#### AIM:
Reproduce the data below, beginning at the line that contains "In the photo above, where can the glass table" and continuing through the last line, with the requests included. Scale each point coordinate in the answers by 1.1 and round it to a whole number, rounding halves up.

#### RECORDS FOR THIS TASK:
———

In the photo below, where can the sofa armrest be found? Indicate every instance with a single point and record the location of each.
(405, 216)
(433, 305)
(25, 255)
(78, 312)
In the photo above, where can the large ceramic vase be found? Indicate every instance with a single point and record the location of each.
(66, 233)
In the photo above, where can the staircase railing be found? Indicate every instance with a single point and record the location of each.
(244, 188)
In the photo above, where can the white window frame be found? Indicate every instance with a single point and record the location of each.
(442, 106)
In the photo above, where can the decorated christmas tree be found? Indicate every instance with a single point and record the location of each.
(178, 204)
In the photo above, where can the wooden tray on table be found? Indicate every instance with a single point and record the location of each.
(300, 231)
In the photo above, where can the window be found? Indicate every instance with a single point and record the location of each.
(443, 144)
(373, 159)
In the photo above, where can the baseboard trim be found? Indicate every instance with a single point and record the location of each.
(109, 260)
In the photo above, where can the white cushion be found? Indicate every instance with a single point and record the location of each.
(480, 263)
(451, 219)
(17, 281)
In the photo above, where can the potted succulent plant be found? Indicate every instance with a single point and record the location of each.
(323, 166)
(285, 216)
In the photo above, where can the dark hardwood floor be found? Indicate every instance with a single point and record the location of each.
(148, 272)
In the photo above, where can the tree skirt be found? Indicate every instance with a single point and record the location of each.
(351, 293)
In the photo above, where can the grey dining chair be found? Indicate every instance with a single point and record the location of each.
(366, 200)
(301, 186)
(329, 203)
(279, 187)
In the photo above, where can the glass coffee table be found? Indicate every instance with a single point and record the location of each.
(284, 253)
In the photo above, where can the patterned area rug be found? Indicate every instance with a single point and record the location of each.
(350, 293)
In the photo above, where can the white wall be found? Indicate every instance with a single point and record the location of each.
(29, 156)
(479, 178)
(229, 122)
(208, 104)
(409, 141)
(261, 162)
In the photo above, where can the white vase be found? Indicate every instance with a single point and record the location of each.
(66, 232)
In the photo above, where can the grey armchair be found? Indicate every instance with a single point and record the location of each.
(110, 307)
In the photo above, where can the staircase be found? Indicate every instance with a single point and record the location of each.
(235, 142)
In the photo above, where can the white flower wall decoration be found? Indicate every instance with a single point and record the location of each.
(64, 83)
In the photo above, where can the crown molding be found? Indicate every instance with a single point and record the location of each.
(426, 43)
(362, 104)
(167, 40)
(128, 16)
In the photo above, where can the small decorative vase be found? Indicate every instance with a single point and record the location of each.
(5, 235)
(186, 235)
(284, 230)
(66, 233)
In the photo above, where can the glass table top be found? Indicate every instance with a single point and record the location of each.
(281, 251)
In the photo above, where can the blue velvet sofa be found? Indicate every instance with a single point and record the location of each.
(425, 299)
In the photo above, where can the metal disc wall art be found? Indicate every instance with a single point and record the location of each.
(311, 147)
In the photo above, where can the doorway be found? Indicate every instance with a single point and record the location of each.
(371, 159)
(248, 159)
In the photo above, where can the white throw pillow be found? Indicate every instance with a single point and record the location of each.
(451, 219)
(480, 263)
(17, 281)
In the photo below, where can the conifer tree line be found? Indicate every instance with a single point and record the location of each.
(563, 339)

———

#### COMPLETE OUTPUT:
In the photo above, where can the glass table top be found? Indicate every instance with a single point and record the location of each.
(309, 276)
In the photo above, where can the blue velvet sofa be found? Indicate every instance with a single point and record the location of each.
(468, 329)
In the photo above, where can the metal disc wall art be found? Indicate every instance with a single point and record the location of each.
(342, 162)
In the photo above, where can the doorway be found? Indicate every instance with a single point and record the location of each.
(408, 175)
(273, 175)
In the photo above, where can the white throw pillow be found? Indicate every instance with a single point and record the location of each.
(496, 241)
(528, 289)
(19, 309)
In the photo below, where can the conifer tree line be found? Indicate every instance with a single point and record the location of each.
(619, 373)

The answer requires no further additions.